> _Passage for review_:
_ _ _
On the College's absorption into Leeds University, the Higher Education Funding Council for England instructed the University to put the Puteal and an altar from the same collection on the art market.

By 2002 Christie's had valued them and an overseas sale had been negotiated. However, at the same time the Nicopolis examples were found and came to the attention of the same BM keeper. This discovery, giving it a date and context for the first time, allowed the Department for Culture, Media and Sport to stop export of the Guilford Puteal while the British Museum raised the necessary funds to acquire it. It was eventually bought for £294,009 (including an £108,000 Art Fund grant and other money from the Heritage Lottery Fund, the British Museum Friends and the Caryatids of the Greek and Roman Department) - this would have been higher had it gone onto the open market and through the usual sales processes, or if the Museum had not been able to respond as rapidly as it could due to the Nicopolis discovery.

As part of the University-College merger agreement with HEFCE, 80% of the proceeds went to the HEFCE and 20% to the University to offset the significant investment both the University and College had made to the pieces' upkeep.

At the British Museum the Guilford Puteal was at first displayed as a triumphant new acquisition in the Round Reading Room in the Queen Elizabeth II Great Court, but is now on display in the limited-opening Room 83 in the basement.
_ _ _
> _Problem description_: Copy the Guilford Puteal passage word for word, from "As part of the" to "the pieces' upkeep.".

> _Record excerpts_:
_ _ _
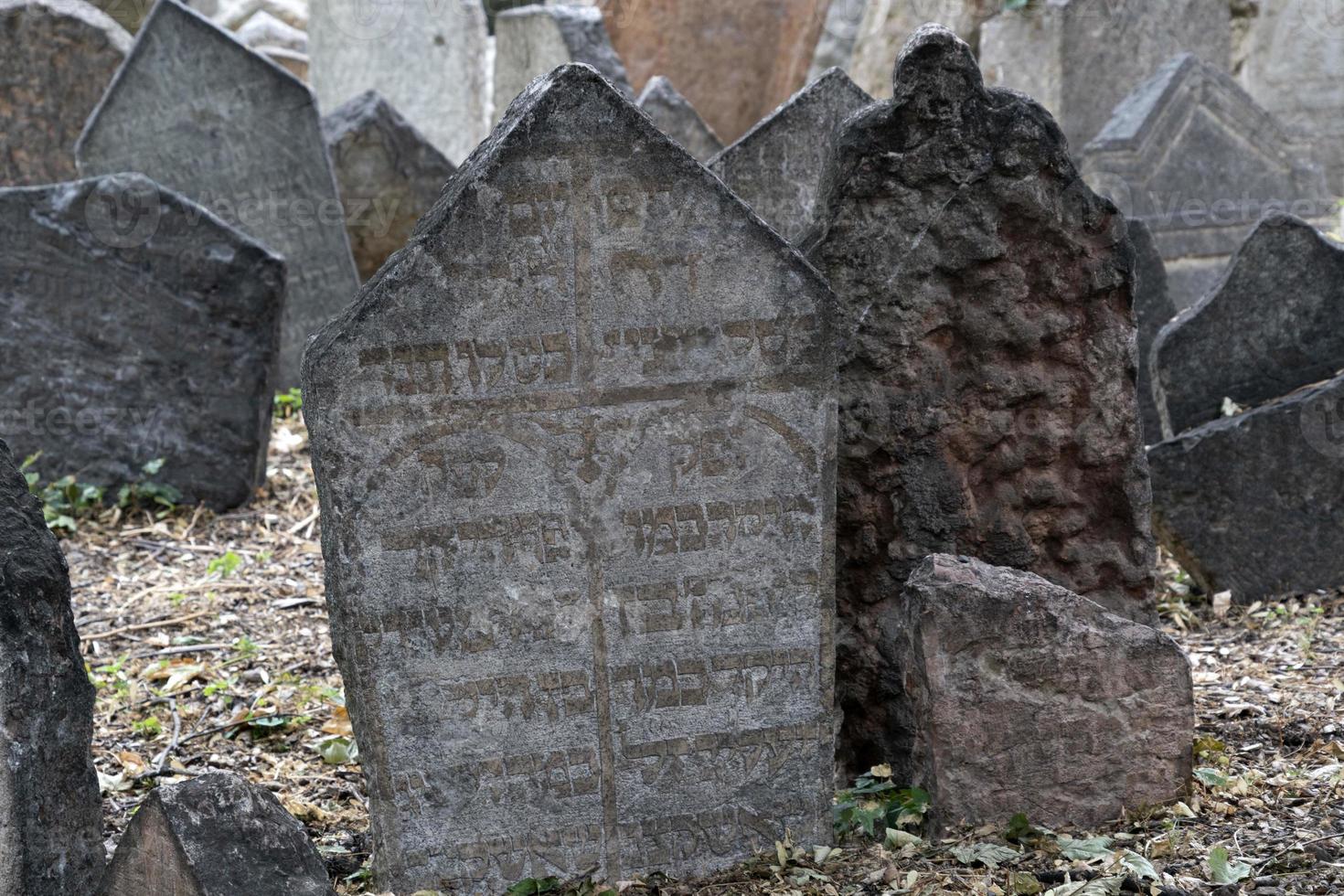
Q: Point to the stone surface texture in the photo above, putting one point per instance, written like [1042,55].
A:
_ _ _
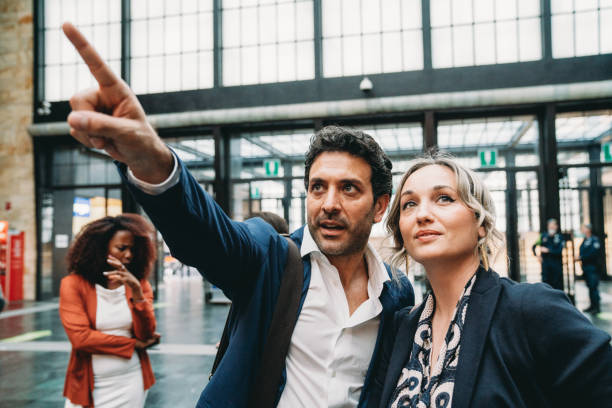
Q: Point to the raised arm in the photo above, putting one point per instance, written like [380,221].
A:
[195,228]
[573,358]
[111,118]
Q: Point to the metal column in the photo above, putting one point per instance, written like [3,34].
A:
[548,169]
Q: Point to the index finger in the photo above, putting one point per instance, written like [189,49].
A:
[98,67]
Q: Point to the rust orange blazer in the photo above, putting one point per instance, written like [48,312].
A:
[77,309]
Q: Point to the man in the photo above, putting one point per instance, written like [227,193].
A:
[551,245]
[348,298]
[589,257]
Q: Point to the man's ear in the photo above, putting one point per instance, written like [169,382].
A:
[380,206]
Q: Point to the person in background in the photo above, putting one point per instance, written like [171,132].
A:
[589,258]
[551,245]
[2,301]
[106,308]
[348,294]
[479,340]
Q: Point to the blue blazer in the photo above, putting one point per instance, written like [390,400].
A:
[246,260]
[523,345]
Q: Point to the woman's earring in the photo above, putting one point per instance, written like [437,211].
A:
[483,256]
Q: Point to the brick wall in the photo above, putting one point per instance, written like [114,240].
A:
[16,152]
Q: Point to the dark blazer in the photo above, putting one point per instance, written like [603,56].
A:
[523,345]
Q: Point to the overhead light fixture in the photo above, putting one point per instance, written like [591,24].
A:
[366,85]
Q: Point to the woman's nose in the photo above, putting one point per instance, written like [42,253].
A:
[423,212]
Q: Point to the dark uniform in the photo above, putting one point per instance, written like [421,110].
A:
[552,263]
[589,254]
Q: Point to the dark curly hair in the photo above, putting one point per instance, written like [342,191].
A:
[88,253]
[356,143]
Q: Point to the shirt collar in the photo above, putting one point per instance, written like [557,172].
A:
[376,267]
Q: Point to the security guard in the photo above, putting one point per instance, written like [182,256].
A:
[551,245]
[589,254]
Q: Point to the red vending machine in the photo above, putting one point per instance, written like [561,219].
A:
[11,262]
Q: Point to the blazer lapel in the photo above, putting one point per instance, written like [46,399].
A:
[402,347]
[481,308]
_ _ _
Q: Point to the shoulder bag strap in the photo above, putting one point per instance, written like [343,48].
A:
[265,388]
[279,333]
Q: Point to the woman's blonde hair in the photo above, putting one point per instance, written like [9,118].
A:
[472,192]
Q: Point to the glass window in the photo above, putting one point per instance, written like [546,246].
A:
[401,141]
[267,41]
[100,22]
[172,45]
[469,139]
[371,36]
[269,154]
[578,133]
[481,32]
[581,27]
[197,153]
_ _ _
> _Answer space_:
As part of the University-College merger agreement with HEFCE, 80% of the proceeds went to the HEFCE and 20% to the University to offset the significant investment both the University and College had made to the pieces' upkeep.